* **COMPLETE THE FOLLOWING**:
a – In the article on the bankruptcy of Trump International Golf Club Puerto Rico, why does the course carry Donald Trump's name even though he has no ownership stake in the property?
b – From the article on the golf club's bankruptcy, copy word for word the passage from "The owning company, Coco" up to and including "and managed properties.".

* **DOCUMENT SEGMENT**:
Trump International Golf Club Puerto Rico, home to the PGA Tour's Puerto Rico Open since 2008, has filed for bankruptcy.
The owning company, Coco Beach Golf & Country Club S.E., filed in federal bankruptcy court in San Juan listing assets of $9.2 million and debt of up to $78 million. The largest creditor is the Puerto Rico Tourism Development Fund, listed as due $32.6 million. In 2011, the Puerto Rico Industrial, Tourist, Educational, Medical and Environmental Control Facilities Financing Authority issued $26.4 million of municipal debt to help refinance some debt to build the facility, which opened in 2004. The company has been in default on the debt since 2011.
Though Donald Trump's name is on the course, he has no ownership stake in the property. Rather, his company, the Trump Organization, licensed the use of Trump's name to the owners and manage the course as part of its 17-facility portfolio blending owned and managed properties.
“We have zero financial investment in this course,” said Eric Trump to Bloomberg. “This has absolutely nothing to do with Trump. This is a separate owner. We purely manage the golf course.”
Trump said Coco Beach Golf & Country Club S.E. is also in default with the Trump Organization.
Originally opened as Coco Beach Golf, the property has a pair of 18-hole courses, including a Tom Kite-designed course that is a PGA Tour stop played each March opposite the WGC-Cadillac Championship, played in the Miami area at the Trump-owned Doral resort.

* **DATA EXTRACTS**:
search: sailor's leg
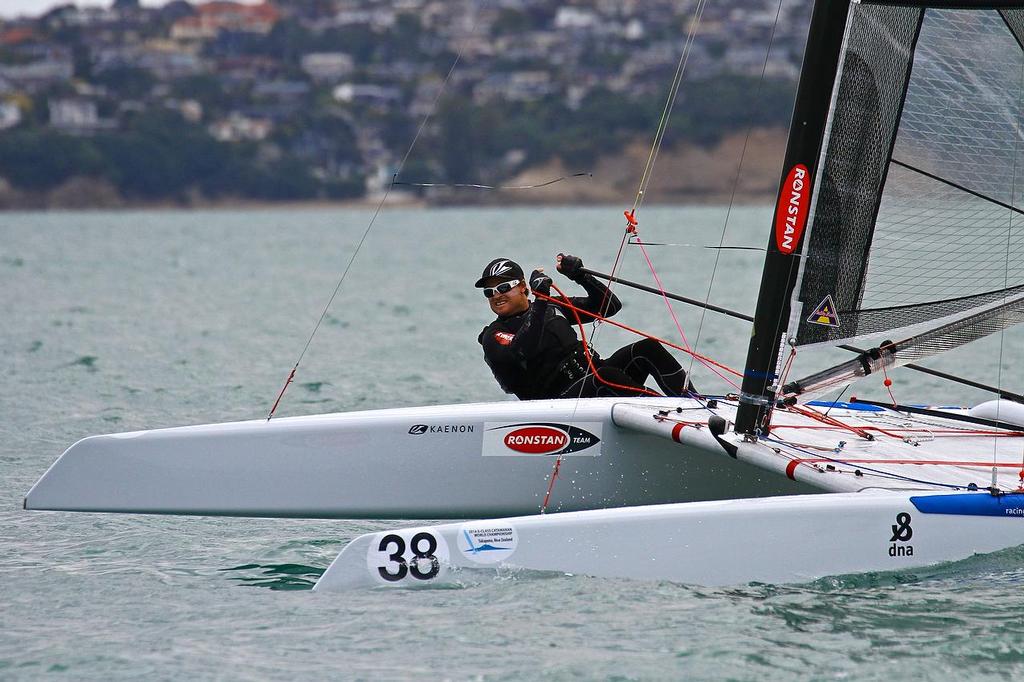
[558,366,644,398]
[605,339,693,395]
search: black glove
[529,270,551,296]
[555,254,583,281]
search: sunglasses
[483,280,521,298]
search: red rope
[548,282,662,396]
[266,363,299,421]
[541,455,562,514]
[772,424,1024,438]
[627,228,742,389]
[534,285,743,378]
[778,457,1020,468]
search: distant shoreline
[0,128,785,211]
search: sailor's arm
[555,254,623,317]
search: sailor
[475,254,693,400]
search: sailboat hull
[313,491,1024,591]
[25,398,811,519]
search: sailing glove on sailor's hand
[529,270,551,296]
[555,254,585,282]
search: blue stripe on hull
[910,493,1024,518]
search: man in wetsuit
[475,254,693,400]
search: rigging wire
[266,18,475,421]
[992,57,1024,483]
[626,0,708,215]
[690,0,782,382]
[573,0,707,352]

* **PER-TASK ANSWERS**:
a – His company, the Trump Organization, licensed the use of Trump's name to the owners. It also manages the course as part of its 17-facility portfolio of owned and managed properties.

b –
The owning company, Coco Beach Golf & Country Club S.E., filed in federal bankruptcy court in San Juan listing assets of $9.2 million and debt of up to $78 million. The largest creditor is the Puerto Rico Tourism Development Fund, listed as due $32.6 million. In 2011, the Puerto Rico Industrial, Tourist, Educational, Medical and Environmental Control Facilities Financing Authority issued $26.4 million of municipal debt to help refinance some debt to build the facility, which opened in 2004. The company has been in default on the debt since 2011.
Though Donald Trump's name is on the course, he has no ownership stake in the property. Rather, his company, the Trump Organization, licensed the use of Trump's name to the owners and manage the course as part of its 17-facility portfolio blending owned and managed properties.